● What to produce
Copy the passage of the snowy shift change post starting with "Shift change in" and going on through "to have though.", replacing "summit crew" with "observatory staff".

● Text section
-.-.-

Snowy Shift Change

2008-10-23 18:47:26.000 – Brian Clark,  Observer

Shift change in the snow

The last two days have been extremely busy for all of the summit crew. So many things have been going on that it is actually difficult to pick just one to write about today. This is certainly a good problem to have though.

Yesterday’s weekly shift change was the first one of the new winter season that required the use of four wheel drive vehicles with tire chains. This was necessary because of snow that was falling not only on the summit, but also at the base of the Auto Road. Although this was not the first snowfall of the season on the summit, it was the first of the season for Pinkham Notch.

Although snow was starting to stick to cars and grassy surfaces at the base of the road, all the snow hitting the relatively warm road was simply melting. However, by the time we reached the 3 mile mark of the 7.6 mile auto road, snow was laying on the road as well. Despite the snow, it was a relatively painless and quick trip up the road. Winds remained fairly light through this snowstorm, so not much drifting had occurred on the upper part of the road and therefore no plowing was needed.

-.-.-

● Stored data

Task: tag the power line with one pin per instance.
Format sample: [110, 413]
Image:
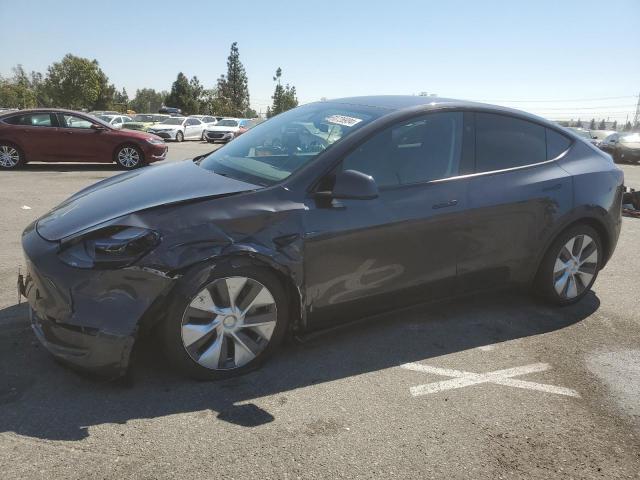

-.-.-

● The output
Shift change in the snow

The last two days have been extremely busy for all of the observatory staff. So many things have been going on that it is actually difficult to pick just one to write about today. This is certainly a good problem to have though.